# Easier way to manage Season Passes



## ontheway (Dec 12, 2007)

I would like to see an easier way to manage the order of season passes. I have about 40 or so and trying to arrange them so they prioritize correctly is a bit difficult or rather cumbersome.

What would be great would be something along the lines of what Netflix does with the queue where the queue is displayed and each entry is numbered and you can enter a new number in the text box and rearrange the queue after you have made all your changes. So you can type 1 in the box for the item that is 20th in line and 5 in the box for the entry that is 33rd in line and so on and then hit a button and it rearranges the order. Hope that makes sense.


----------



## nirisahn (Nov 19, 2005)

I (manually) sort mine by what day of the week they usually record so I'm only working with a few programs at a time to get them prioritized.

What you're saying does make sense, but moving them up and down individually is the only way I know of to rearrange them.


----------



## zos (Nov 13, 2005)

I've wanted to see a better way of managing season passes since I've used TiVo, it's long overdue. I remember filling out a questionnaire on their site some time back and asking for a web interface on their site to do this, but your proposal sounds even better.


----------



## EvilMidniteBombr (May 25, 2006)

I know it's not what you are requesting but there are a couple of shortcuts that may help you organize faster.

(Saved data entries)

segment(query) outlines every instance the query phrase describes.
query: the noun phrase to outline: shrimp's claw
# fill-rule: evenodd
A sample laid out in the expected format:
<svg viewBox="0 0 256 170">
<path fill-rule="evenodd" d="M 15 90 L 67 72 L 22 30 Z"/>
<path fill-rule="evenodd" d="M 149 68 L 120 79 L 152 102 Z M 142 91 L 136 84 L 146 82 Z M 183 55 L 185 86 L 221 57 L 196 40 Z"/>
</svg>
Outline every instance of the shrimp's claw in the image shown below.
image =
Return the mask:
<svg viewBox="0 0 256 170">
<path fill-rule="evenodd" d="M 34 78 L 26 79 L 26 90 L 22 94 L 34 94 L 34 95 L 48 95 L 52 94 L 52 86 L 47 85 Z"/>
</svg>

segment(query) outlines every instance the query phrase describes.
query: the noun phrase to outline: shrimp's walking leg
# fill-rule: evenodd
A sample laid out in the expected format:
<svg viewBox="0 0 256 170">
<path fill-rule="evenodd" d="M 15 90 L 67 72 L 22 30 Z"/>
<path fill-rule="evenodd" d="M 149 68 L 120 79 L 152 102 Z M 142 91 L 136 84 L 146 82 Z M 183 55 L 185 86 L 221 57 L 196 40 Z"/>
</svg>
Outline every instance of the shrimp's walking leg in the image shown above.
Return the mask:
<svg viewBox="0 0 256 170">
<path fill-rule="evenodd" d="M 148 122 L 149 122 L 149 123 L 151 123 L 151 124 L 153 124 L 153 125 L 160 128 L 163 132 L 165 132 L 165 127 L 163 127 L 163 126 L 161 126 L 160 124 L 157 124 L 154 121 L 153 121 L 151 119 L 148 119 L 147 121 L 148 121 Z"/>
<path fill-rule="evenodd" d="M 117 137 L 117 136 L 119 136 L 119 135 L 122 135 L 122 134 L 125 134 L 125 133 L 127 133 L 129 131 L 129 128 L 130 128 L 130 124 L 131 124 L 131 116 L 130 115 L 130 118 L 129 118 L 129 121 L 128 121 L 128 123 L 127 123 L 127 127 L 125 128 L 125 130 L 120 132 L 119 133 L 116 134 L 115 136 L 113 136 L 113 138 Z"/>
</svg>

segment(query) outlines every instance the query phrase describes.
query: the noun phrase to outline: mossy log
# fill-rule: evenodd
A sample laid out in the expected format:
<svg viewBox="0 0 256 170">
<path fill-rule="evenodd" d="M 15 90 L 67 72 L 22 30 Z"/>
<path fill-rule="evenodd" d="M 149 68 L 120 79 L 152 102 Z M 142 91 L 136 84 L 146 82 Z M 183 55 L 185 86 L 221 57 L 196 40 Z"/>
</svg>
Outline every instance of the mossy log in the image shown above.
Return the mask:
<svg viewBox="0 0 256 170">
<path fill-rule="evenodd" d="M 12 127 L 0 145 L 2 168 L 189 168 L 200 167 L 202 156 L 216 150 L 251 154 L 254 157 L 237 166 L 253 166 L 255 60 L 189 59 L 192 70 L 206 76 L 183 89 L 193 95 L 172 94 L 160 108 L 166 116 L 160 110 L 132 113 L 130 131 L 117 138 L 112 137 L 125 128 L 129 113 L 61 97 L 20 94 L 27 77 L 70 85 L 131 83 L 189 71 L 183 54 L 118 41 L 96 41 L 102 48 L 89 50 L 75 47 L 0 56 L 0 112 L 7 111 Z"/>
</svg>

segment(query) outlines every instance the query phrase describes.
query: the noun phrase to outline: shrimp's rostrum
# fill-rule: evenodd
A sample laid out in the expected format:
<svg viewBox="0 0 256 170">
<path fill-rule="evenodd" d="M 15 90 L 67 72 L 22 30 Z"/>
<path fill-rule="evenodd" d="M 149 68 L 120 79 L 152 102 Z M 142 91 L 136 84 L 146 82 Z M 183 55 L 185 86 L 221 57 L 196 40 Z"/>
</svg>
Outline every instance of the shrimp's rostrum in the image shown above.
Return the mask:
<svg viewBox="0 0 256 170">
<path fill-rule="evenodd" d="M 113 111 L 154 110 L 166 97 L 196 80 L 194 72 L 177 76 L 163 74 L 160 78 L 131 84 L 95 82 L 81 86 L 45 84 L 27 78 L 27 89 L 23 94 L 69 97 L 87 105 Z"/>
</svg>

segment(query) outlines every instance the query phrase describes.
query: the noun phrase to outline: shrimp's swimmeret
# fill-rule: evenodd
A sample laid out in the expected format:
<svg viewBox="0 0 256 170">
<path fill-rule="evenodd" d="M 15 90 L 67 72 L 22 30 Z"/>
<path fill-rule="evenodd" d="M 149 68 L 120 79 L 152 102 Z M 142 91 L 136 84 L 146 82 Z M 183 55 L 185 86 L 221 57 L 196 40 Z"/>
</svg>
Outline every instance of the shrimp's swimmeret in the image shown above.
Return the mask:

• WHAT TO WORK ON:
a) According to the Season Pass thread, why does nirisahn manually sort season passes by the day of the week they usually record?
b) Answer these questions on the Season Pass thread:
(i) About how many season passes does ontheway have?
(ii) What did zos ask for when filling out a questionnaire on the TiVo site?
(iii) According to nirisahn, what is the only known way to rearrange season passes?
c) Revise the Season Pass thread from "# Easier way" to "or rather cumbersome.", replacing "cumbersome" with "tedious".

• TASK RESULTS:
a) nirisahn sorts them that way to work with only a few programs at a time when getting them prioritized.

b)
(i) About 40.
(ii) A web interface on their site for managing season passes.
(iii) Moving them up and down individually.

c)
# Easier way to manage Season Passes



## ontheway (Dec 12, 2007)

I would like to see an easier way to manage the order of season passes. I have about 40 or so and trying to arrange them so they prioritize correctly is a bit difficult or rather tedious.